⟨

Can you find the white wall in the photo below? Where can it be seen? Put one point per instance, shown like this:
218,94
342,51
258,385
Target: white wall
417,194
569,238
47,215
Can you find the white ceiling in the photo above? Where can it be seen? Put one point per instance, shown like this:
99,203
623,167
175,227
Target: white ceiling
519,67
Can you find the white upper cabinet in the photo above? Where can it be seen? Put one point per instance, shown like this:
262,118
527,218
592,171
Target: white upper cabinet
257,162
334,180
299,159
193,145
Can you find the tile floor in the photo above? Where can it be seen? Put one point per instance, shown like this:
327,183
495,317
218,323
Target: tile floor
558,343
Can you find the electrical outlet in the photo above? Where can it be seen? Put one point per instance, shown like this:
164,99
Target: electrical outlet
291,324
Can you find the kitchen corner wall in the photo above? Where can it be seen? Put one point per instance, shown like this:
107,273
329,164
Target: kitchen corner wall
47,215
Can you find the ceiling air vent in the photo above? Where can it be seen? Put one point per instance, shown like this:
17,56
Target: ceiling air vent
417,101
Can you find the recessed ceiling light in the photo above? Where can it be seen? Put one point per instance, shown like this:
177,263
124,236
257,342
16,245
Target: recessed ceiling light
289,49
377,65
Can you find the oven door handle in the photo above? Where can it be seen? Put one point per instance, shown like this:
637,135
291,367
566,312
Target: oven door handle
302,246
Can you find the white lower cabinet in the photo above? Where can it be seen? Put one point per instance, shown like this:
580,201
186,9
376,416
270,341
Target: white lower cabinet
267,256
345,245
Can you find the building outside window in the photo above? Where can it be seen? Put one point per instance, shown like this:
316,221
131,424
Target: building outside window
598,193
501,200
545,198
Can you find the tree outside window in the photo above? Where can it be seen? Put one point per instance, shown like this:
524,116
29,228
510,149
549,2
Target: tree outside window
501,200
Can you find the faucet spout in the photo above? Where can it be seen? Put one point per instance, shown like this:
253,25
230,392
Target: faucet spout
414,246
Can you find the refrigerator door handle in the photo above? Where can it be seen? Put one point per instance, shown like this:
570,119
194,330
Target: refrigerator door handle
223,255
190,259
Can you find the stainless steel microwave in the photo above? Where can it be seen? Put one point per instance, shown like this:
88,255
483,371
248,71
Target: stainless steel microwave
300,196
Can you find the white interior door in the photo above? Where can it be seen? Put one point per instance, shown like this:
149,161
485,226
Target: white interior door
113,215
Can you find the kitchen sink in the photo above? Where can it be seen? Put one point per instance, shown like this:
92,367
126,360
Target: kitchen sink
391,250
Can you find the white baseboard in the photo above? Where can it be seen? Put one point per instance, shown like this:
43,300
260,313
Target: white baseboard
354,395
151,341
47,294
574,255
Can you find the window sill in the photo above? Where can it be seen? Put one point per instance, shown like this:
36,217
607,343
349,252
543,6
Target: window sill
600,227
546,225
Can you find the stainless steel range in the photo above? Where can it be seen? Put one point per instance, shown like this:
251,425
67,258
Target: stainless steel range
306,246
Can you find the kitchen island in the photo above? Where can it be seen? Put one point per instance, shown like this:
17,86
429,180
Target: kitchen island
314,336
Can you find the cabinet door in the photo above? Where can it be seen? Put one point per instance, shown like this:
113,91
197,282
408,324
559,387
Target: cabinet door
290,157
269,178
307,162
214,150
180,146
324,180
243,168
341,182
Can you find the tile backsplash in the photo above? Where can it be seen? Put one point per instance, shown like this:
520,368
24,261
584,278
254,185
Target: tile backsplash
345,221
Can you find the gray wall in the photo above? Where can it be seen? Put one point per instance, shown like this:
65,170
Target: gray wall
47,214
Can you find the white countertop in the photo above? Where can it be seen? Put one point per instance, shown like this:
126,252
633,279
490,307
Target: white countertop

⟩

--- THE REQUEST ---
Could you print, unchanged and in full, the lines of the records above, starting with the line that contains "Can you find the cabinet" and going on through the last line of the records?

--- OUTPUT OF THE EXERCISE ---
Can you find the cabinet door in the photo above? Where can it be seen? Put one point per instance, shown like this:
113,91
197,282
408,324
559,387
Target: cabinet door
290,157
269,178
307,162
214,150
180,146
324,180
243,168
341,182
Can you find the tile backsplash in the photo above? Where can it be seen? Put one point per instance, shown like this:
520,368
24,261
584,278
254,185
Target: tile backsplash
345,221
Can you find the gray wall in the photo above? Where can it be seen? Put one point per instance, shown like this:
65,170
Target: gray wall
47,214
Can you find the white countertop in the photo above? Where can it be seen? Put one point per instance, shown like this:
126,252
633,279
490,307
Target: white countertop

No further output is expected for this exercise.